| Work order |
A faithful, complete copy of the entries is the sole expected answer.

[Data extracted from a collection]
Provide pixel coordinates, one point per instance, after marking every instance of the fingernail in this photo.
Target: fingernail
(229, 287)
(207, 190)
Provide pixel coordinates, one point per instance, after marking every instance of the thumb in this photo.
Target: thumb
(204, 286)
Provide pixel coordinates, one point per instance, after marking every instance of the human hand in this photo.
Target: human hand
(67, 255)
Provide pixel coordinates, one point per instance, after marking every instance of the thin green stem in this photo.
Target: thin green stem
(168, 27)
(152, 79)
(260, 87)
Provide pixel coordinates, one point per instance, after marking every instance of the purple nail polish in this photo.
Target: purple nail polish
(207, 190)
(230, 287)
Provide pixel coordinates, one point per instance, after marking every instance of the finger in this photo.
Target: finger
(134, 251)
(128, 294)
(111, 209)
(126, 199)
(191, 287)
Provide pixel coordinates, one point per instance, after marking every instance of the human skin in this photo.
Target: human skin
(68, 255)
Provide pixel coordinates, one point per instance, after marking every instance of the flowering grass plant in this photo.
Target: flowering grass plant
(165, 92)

| Output of the exercise |
Provide pixel coordinates, one point per instance, after marking every instance of the fingernail in this photo.
Target: fingernail
(229, 287)
(207, 190)
Provide pixel coordinates, one point per instance, after marking every instance of the thumb in this photo.
Target: thumb
(204, 286)
Provide pixel coordinates, one point per instance, after marking every instance of the human hand in this photo.
Target: human hand
(67, 255)
Provide pixel coordinates, one point per instance, after marking every instance of the thin green stem in this photo.
Target: thin green stem
(168, 27)
(152, 79)
(260, 87)
Provide pixel coordinates, one point per instance, after marking every instance of the purple nail polish in this photo.
Target: purple nail polish
(207, 190)
(230, 287)
Provide pixel coordinates, one point per instance, after marking every instance of the finger in this photo.
Target: finger
(134, 251)
(128, 294)
(111, 209)
(126, 199)
(191, 287)
Provide pixel coordinates, one point per instance, after marking every instance of the human skin in this photo.
Target: human skin
(68, 255)
Provide pixel coordinates, one point per instance, after marking every instance of the flowering grass plant in this photo.
Target: flowering grass plant
(165, 92)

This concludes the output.